** Opening Exercise materials block **

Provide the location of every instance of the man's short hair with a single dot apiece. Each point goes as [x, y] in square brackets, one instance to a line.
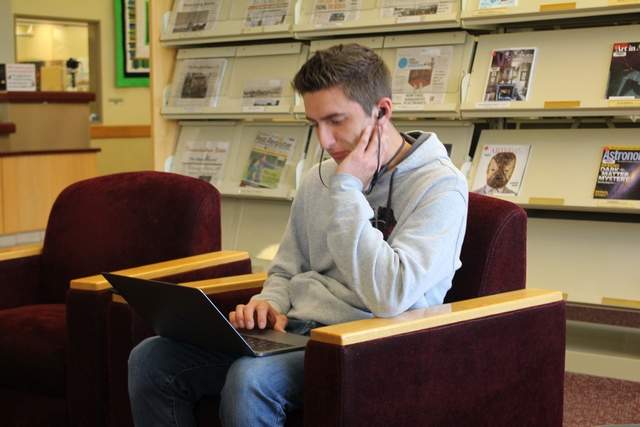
[357, 70]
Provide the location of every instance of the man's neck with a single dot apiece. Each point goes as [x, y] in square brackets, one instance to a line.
[396, 150]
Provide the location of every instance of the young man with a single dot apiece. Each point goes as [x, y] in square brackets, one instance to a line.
[374, 232]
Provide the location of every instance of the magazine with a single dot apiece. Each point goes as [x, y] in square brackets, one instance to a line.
[619, 174]
[421, 75]
[263, 13]
[510, 74]
[267, 160]
[414, 8]
[202, 159]
[624, 71]
[494, 4]
[197, 82]
[501, 169]
[195, 15]
[335, 12]
[262, 93]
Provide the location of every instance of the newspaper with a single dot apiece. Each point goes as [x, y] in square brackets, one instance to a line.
[262, 93]
[414, 8]
[267, 160]
[624, 71]
[509, 77]
[421, 75]
[494, 4]
[197, 82]
[203, 160]
[195, 15]
[263, 13]
[335, 12]
[619, 174]
[501, 169]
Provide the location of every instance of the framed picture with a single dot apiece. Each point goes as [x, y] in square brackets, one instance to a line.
[132, 43]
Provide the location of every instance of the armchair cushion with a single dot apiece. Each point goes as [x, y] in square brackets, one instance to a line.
[19, 276]
[132, 228]
[32, 345]
[494, 252]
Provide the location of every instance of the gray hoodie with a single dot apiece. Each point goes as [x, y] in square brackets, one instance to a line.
[333, 266]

** Closing Exercise materials block **

All lines from the one with "Provide the location of every instance of the young" to the end of the listing are to be printed exactly as given, both ends included.

**Problem solution:**
Provide the location of every instance of the young man with a single dot apiece. Each point goes as [x, y] in square brackets, one instance to a line.
[374, 232]
Provide the location of every instance of the magazine with a single dot apiece. Each point goes as [x, y] in square brackets, one instance to a line.
[619, 174]
[421, 75]
[263, 13]
[510, 74]
[267, 160]
[414, 8]
[202, 159]
[624, 71]
[494, 4]
[197, 82]
[501, 169]
[195, 15]
[335, 12]
[262, 93]
Provide the location of every instance of the newspaper with a single dot apiece. Each point goes as [x, y] in square brackets, one instance to a line.
[262, 93]
[414, 8]
[267, 160]
[624, 71]
[509, 77]
[421, 75]
[494, 4]
[197, 82]
[203, 160]
[195, 15]
[263, 13]
[335, 12]
[619, 174]
[501, 169]
Provide the location of every instance of the framed picture with a single dot apiece. Each point goes as [x, y] in square brackets, one instance to a line.
[132, 43]
Provide the location of every instance of the armchair cushion with a single dot apiece. Each point goes as [x, y] in square brackets, one instance to a line.
[19, 276]
[132, 228]
[32, 345]
[494, 252]
Provide the location of every instance of the gray hoodie with a single dot apiece. Each point goes as [x, y] in square brackets, one instance to a line.
[333, 266]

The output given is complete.